YOUR TASK: Count the lines in the entries below that contain the string "green". Case counts. Reply with the number alone.

#### ITEMS ####

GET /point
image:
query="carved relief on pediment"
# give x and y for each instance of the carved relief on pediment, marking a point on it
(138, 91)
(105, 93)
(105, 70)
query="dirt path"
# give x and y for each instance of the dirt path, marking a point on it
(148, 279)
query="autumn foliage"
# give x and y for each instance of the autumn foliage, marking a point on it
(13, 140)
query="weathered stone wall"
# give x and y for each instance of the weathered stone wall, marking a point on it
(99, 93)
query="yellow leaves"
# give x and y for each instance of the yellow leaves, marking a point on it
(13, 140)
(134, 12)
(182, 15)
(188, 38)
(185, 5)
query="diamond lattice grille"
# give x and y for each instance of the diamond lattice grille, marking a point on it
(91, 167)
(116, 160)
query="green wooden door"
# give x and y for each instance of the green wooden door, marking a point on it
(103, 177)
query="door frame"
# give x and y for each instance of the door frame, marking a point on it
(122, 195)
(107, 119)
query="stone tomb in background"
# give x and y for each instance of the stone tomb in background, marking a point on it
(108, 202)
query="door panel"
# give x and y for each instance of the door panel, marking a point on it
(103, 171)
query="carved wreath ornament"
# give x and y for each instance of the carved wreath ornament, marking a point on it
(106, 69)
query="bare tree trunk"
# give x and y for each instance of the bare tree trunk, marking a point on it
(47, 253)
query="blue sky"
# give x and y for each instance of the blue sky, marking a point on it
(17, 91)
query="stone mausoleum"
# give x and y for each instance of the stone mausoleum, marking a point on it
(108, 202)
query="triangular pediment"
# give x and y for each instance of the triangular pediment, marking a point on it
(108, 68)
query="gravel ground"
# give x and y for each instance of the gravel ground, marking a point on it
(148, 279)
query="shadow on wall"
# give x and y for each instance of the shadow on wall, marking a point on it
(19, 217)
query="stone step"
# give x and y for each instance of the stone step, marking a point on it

####

OUTPUT OF THE EXERCISE: 2